Your instructions: Convert the records below into a numbered list with one line per item, skipping blank lines. Leave the pictures out of your answer.

Data section:

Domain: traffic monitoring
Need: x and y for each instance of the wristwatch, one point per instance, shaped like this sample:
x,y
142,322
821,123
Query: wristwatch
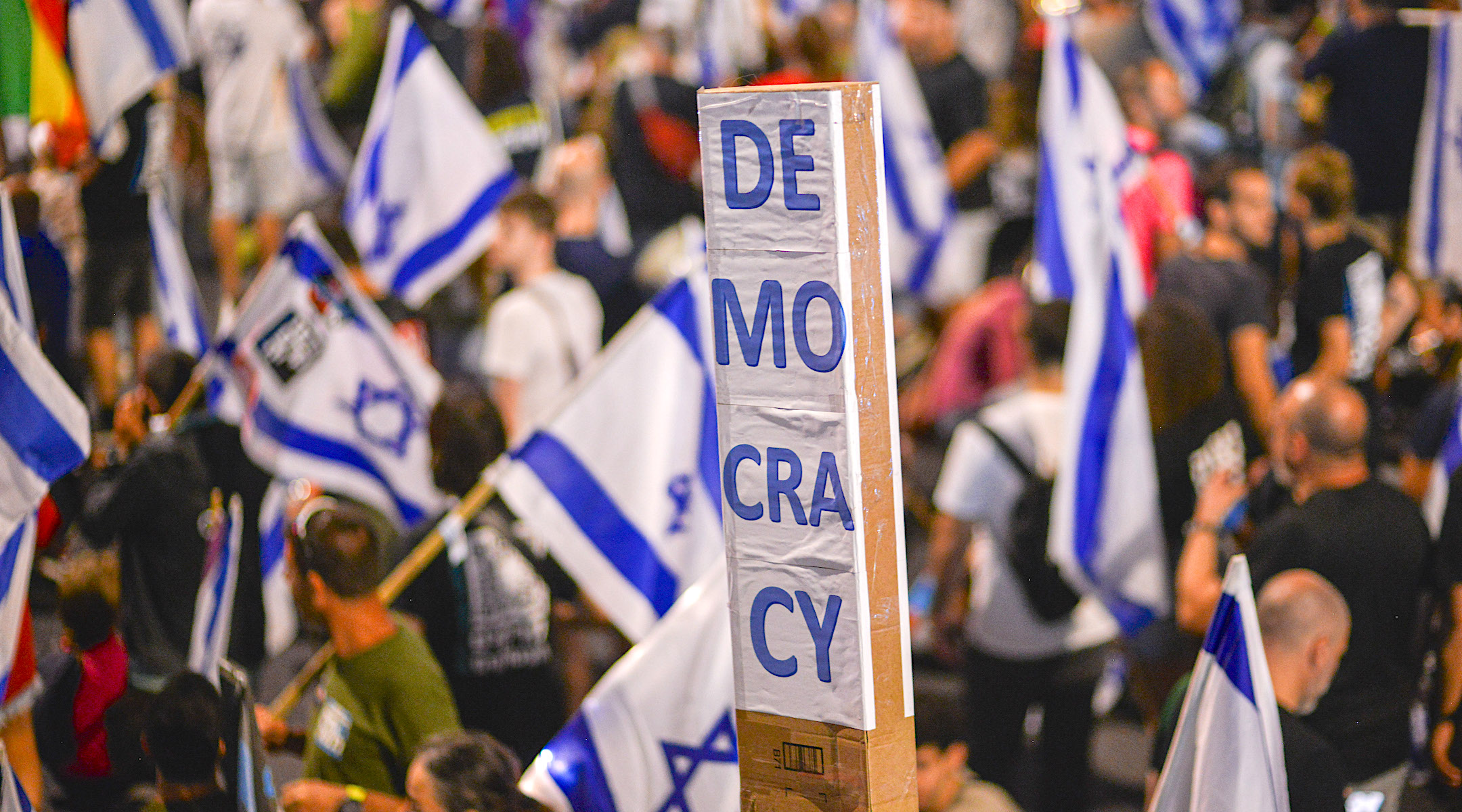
x,y
354,799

Solution to this exercise:
1. Domain: traffic monitoring
2. Need: x and y for each instance of the wristwatch, one point per instance, shaped like this sample:
3. x,y
4. 142,322
5. 821,123
6. Query: wristwatch
7. x,y
8. 354,799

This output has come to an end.